* **EXERCISE DETAILS**: Nothing but an exact repetition of the listing should be returned.

* **RECORDS FOR PROCESSING**:
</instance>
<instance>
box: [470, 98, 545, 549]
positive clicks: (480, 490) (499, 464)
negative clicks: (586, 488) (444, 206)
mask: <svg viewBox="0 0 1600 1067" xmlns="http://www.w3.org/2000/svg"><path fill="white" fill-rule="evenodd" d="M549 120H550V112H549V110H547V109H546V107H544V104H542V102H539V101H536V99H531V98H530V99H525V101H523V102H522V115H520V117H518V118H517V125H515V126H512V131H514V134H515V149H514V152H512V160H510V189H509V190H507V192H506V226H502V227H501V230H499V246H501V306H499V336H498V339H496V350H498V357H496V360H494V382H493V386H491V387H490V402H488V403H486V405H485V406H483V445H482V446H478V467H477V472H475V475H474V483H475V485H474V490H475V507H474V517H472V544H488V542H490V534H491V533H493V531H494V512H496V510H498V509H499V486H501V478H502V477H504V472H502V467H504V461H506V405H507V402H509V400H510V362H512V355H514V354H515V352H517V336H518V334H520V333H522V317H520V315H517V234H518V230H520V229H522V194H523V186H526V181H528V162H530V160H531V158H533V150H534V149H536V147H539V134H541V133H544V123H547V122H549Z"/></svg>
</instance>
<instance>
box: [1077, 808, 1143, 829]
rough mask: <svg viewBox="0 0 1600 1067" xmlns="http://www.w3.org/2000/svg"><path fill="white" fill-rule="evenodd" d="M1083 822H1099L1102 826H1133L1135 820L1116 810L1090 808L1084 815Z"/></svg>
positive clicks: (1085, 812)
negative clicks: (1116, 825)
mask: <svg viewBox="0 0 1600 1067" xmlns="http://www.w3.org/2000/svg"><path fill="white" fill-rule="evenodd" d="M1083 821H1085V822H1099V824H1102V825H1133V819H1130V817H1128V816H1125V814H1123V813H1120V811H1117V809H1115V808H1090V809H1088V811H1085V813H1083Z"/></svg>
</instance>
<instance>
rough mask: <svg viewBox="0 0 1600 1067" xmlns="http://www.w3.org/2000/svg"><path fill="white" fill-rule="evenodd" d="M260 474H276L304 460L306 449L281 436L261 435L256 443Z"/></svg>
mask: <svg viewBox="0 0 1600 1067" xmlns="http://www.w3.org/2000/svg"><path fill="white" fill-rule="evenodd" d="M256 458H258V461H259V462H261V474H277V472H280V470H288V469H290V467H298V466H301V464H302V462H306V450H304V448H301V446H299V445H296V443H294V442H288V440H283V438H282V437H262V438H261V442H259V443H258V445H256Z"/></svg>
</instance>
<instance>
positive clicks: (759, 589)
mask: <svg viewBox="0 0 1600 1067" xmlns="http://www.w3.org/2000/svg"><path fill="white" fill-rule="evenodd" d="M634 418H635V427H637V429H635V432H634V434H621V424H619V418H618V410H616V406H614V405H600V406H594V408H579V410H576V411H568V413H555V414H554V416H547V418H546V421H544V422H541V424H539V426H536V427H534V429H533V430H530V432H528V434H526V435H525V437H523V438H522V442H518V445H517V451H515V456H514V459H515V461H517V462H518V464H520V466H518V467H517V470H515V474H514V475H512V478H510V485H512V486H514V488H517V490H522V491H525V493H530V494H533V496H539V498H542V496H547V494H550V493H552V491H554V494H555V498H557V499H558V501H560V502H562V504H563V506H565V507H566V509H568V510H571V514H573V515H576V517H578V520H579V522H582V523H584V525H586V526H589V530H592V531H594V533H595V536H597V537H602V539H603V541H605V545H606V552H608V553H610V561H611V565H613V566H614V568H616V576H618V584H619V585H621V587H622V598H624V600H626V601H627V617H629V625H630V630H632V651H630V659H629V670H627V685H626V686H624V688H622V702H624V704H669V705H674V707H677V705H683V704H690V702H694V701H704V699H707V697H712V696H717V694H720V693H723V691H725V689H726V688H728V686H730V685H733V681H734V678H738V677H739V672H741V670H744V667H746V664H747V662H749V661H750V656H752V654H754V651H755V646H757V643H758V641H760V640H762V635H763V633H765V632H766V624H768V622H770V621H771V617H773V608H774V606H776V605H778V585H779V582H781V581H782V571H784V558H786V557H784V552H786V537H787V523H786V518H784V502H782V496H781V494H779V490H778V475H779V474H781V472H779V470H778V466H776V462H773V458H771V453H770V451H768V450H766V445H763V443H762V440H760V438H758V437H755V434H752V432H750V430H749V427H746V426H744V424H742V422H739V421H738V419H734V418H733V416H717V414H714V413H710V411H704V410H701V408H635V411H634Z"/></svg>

* **RESULT**:
</instance>
<instance>
box: [470, 98, 545, 549]
positive clicks: (480, 490) (499, 464)
negative clicks: (586, 488) (444, 206)
mask: <svg viewBox="0 0 1600 1067" xmlns="http://www.w3.org/2000/svg"><path fill="white" fill-rule="evenodd" d="M549 120H550V112H549V110H547V109H546V107H544V104H542V102H539V101H536V99H531V98H530V99H525V101H523V102H522V115H520V117H518V118H517V125H515V126H512V131H514V134H515V149H514V152H512V160H510V189H509V190H507V192H506V226H502V227H501V230H499V246H501V306H499V336H498V339H496V350H498V357H496V360H494V382H493V386H491V387H490V402H488V403H486V405H485V406H483V445H482V446H478V467H477V472H475V475H474V483H475V485H474V490H475V507H474V517H472V544H488V542H490V534H491V533H493V531H494V512H496V510H498V509H499V486H501V478H502V477H504V472H502V467H504V461H506V405H507V402H509V400H510V362H512V355H514V354H515V352H517V336H518V334H520V333H522V317H520V315H517V234H518V230H520V229H522V194H523V186H526V181H528V162H530V160H531V158H533V150H534V149H536V147H539V134H541V133H544V123H547V122H549Z"/></svg>
</instance>
<instance>
box: [1077, 808, 1143, 829]
rough mask: <svg viewBox="0 0 1600 1067" xmlns="http://www.w3.org/2000/svg"><path fill="white" fill-rule="evenodd" d="M1083 822H1099L1102 826H1133L1135 820L1116 810L1090 808L1084 815Z"/></svg>
positive clicks: (1085, 812)
negative clicks: (1116, 825)
mask: <svg viewBox="0 0 1600 1067" xmlns="http://www.w3.org/2000/svg"><path fill="white" fill-rule="evenodd" d="M1083 821H1085V822H1099V824H1102V825H1133V819H1130V817H1128V816H1125V814H1123V813H1120V811H1117V809H1115V808H1090V809H1088V811H1085V813H1083Z"/></svg>
</instance>
<instance>
rough mask: <svg viewBox="0 0 1600 1067" xmlns="http://www.w3.org/2000/svg"><path fill="white" fill-rule="evenodd" d="M260 474H276L304 460L306 449L281 436L261 435L256 443Z"/></svg>
mask: <svg viewBox="0 0 1600 1067" xmlns="http://www.w3.org/2000/svg"><path fill="white" fill-rule="evenodd" d="M256 458H258V461H259V462H261V474H277V472H280V470H288V469H290V467H298V466H301V464H302V462H306V450H304V448H301V446H299V445H296V443H294V442H288V440H283V438H282V437H262V438H261V442H259V443H258V445H256Z"/></svg>
</instance>
<instance>
positive clicks: (759, 589)
mask: <svg viewBox="0 0 1600 1067" xmlns="http://www.w3.org/2000/svg"><path fill="white" fill-rule="evenodd" d="M634 418H635V427H637V429H635V432H634V434H621V424H619V418H618V410H616V406H614V405H600V406H594V408H579V410H576V411H568V413H555V414H554V416H547V418H546V421H544V422H541V424H539V426H536V427H534V429H533V430H530V432H528V434H526V435H525V437H523V438H522V442H518V445H517V451H515V456H514V459H515V461H517V462H518V464H520V466H518V467H517V470H515V474H514V475H512V478H510V485H512V486H514V488H517V490H522V491H525V493H530V494H533V496H539V498H542V496H547V494H550V493H552V491H554V494H555V498H557V499H558V501H560V502H562V504H563V506H565V507H566V509H568V510H571V514H573V515H576V517H578V520H579V522H582V523H584V525H586V526H589V530H592V531H594V533H595V536H597V537H602V539H603V541H605V545H606V552H608V553H610V561H611V565H613V566H614V568H616V576H618V584H619V585H621V587H622V598H624V600H626V601H627V617H629V625H630V630H632V651H630V659H629V670H627V685H626V686H624V688H622V702H624V704H669V705H674V707H677V705H683V704H690V702H694V701H704V699H707V697H712V696H717V694H720V693H723V691H725V689H726V688H728V686H730V685H733V681H734V678H738V677H739V672H741V670H744V667H746V664H747V662H749V661H750V656H752V654H754V651H755V646H757V643H758V641H760V640H762V635H763V633H765V632H766V624H768V622H770V621H771V617H773V608H774V606H776V605H778V585H779V582H781V581H782V571H784V558H786V557H784V552H786V537H787V523H786V518H784V502H782V496H781V494H779V490H778V475H779V474H781V472H779V470H778V466H776V462H773V458H771V453H770V451H768V450H766V445H763V443H762V440H760V438H758V437H755V434H752V432H750V430H749V427H746V426H744V424H742V422H739V421H738V419H734V418H733V416H717V414H714V413H710V411H704V410H701V408H635V411H634Z"/></svg>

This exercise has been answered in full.